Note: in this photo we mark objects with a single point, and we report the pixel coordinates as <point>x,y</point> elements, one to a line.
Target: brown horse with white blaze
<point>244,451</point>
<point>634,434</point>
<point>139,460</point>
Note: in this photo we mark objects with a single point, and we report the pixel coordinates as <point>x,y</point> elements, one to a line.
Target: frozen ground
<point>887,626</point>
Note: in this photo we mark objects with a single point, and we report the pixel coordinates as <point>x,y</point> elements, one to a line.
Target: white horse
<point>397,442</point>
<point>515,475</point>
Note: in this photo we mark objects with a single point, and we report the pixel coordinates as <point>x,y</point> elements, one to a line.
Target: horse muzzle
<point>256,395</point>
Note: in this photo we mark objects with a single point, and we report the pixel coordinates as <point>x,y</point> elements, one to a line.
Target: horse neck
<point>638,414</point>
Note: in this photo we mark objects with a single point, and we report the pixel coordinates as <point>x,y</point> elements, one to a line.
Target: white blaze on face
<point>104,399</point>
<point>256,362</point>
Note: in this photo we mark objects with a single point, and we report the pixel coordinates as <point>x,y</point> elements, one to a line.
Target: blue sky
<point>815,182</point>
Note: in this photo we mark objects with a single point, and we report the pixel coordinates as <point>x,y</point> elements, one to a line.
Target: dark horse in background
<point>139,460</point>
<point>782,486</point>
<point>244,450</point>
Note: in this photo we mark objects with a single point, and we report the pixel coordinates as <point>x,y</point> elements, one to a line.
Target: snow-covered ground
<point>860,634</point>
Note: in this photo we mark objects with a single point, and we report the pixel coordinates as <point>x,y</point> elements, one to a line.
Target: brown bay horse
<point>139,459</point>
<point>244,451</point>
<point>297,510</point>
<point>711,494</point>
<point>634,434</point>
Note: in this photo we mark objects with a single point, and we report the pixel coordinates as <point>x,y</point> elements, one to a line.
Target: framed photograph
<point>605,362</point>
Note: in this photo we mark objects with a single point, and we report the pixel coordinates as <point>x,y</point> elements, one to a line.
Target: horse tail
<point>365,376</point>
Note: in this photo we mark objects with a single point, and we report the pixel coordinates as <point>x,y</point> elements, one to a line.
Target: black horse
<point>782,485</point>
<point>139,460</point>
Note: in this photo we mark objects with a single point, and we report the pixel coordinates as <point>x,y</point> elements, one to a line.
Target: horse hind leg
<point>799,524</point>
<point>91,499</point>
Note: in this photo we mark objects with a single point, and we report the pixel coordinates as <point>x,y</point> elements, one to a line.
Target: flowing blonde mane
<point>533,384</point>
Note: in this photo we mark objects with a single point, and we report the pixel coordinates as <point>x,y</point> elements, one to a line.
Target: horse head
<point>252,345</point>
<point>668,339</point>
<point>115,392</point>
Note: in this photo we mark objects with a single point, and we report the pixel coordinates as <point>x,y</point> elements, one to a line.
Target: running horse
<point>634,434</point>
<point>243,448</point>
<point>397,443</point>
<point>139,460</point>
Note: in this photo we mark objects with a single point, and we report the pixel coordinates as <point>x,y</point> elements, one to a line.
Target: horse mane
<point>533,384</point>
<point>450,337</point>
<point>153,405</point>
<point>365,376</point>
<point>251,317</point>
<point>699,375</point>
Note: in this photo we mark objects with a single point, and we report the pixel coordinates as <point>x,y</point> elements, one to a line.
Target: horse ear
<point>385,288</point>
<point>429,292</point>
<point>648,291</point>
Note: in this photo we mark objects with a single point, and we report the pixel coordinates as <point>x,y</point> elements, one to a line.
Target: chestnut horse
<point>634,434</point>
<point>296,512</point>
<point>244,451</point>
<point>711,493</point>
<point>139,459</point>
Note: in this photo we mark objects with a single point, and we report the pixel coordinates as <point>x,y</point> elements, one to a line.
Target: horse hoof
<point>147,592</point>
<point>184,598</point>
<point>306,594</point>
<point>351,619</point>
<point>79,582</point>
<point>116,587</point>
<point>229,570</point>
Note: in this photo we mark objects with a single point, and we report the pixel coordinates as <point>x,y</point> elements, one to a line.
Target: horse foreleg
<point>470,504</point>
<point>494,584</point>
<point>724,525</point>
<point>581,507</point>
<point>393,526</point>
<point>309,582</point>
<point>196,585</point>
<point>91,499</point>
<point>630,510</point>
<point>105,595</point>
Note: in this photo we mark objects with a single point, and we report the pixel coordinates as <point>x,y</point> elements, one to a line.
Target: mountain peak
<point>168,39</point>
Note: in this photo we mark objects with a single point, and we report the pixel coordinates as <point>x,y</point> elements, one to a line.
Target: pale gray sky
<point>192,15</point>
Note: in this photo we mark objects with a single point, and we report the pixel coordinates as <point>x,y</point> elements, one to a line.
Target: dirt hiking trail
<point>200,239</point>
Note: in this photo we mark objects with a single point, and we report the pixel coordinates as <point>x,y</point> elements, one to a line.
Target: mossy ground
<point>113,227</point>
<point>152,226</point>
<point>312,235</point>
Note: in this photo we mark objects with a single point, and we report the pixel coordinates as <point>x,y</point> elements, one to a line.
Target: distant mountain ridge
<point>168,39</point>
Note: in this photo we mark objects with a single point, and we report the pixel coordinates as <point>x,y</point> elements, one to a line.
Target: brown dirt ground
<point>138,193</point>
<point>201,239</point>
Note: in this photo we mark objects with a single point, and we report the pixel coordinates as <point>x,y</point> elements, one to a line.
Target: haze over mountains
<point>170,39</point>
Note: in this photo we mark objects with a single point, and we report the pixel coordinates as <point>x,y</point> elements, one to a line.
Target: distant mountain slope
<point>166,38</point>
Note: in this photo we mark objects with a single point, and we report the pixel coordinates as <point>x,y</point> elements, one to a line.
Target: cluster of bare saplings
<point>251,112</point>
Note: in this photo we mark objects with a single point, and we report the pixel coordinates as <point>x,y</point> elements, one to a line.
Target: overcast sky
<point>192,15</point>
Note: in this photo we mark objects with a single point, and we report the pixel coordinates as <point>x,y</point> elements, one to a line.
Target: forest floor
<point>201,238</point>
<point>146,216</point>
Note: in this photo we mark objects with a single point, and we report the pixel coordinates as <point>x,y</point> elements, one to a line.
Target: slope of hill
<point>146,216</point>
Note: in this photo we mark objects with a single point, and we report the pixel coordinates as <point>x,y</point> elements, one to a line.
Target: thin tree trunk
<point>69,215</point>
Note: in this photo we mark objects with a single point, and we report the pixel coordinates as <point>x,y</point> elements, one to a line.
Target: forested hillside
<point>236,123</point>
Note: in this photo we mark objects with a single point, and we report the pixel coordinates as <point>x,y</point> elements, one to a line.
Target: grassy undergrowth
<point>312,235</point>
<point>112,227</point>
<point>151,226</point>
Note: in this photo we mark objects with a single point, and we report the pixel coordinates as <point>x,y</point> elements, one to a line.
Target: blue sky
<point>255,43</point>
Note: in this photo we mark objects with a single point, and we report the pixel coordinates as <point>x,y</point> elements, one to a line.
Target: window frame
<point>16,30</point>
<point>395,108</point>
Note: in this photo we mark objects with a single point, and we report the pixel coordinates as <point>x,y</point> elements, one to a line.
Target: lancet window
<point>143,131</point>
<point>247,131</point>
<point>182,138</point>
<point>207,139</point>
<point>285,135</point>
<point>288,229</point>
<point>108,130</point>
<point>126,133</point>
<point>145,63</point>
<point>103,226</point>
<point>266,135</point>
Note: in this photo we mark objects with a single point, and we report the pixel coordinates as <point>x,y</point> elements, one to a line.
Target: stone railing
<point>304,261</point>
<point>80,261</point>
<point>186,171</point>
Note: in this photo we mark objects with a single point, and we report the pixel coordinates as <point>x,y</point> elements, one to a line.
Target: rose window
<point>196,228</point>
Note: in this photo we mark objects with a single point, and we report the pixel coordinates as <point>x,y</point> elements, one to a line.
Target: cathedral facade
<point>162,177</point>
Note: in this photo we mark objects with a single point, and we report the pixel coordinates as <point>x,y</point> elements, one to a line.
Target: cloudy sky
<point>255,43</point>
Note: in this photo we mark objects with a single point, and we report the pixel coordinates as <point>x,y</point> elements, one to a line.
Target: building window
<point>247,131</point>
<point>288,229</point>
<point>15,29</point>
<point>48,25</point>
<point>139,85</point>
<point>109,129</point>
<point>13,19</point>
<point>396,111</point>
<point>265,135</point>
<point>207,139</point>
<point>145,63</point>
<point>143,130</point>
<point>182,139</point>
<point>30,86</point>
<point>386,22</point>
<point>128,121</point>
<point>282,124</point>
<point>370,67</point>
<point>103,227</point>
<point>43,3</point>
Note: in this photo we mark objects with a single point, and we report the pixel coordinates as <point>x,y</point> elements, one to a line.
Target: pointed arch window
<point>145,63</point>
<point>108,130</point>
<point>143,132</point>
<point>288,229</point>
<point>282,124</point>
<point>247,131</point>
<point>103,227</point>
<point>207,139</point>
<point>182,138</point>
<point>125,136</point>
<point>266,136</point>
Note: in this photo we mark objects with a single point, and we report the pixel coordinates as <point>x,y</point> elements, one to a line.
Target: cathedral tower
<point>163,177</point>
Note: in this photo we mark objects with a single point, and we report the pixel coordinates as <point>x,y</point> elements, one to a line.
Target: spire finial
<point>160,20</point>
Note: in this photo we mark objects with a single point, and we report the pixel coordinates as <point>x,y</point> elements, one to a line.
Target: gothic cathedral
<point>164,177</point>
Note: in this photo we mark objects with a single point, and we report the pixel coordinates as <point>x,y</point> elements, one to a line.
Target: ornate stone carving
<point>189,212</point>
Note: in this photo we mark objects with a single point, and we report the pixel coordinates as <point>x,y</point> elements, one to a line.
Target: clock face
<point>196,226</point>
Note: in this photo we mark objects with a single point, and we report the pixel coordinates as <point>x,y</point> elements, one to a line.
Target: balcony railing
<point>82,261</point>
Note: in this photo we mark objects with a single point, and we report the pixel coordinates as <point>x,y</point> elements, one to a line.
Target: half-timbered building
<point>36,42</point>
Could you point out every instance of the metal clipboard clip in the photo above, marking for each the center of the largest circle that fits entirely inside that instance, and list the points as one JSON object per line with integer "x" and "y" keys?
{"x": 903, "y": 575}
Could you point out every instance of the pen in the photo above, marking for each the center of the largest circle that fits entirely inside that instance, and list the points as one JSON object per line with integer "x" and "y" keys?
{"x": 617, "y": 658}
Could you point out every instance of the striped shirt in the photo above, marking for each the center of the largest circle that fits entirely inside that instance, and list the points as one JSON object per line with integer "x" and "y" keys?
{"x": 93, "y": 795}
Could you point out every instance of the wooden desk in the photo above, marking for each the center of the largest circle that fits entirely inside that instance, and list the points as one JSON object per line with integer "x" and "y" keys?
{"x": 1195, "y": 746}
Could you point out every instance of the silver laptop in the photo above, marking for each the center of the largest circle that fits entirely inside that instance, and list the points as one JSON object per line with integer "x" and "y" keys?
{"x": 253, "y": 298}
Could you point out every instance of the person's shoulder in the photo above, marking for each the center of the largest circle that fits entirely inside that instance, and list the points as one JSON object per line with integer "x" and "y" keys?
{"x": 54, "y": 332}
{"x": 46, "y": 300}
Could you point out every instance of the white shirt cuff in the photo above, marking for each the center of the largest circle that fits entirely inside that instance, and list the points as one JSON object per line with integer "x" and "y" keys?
-----
**Action item**
Beginning at the line that contains "Could you point out every instance of the wooden" and ending at the last line above, copy each line without any change.

**Answer**
Could you point out every instance of the wooden desk in the photo above, marking for each the center of the largest circle that fits entirely inside that instance, and list the points as one JSON object per line with integer "x" and "y" keys?
{"x": 1195, "y": 746}
Could you point out every instance of the silver laptop in the photo above, marking for each the center of the largest circle that fits entirely inside that instance, and list the points as one JSON object per line with integer "x" and "y" keys?
{"x": 253, "y": 298}
Could you point out every instance of the person's shoulder in the photo above, marking for each the center of the largest circle that fits entirely inside that instance, and list the points as one JSON object per line with integer "x" and "y" keys?
{"x": 54, "y": 332}
{"x": 46, "y": 300}
Could you point out every instance of the white shirt cuff in the photo above, marking for each the center of the largest circle that fits entirely inside that instance, and list the points as one JSON object per line with integer "x" and "y" keys?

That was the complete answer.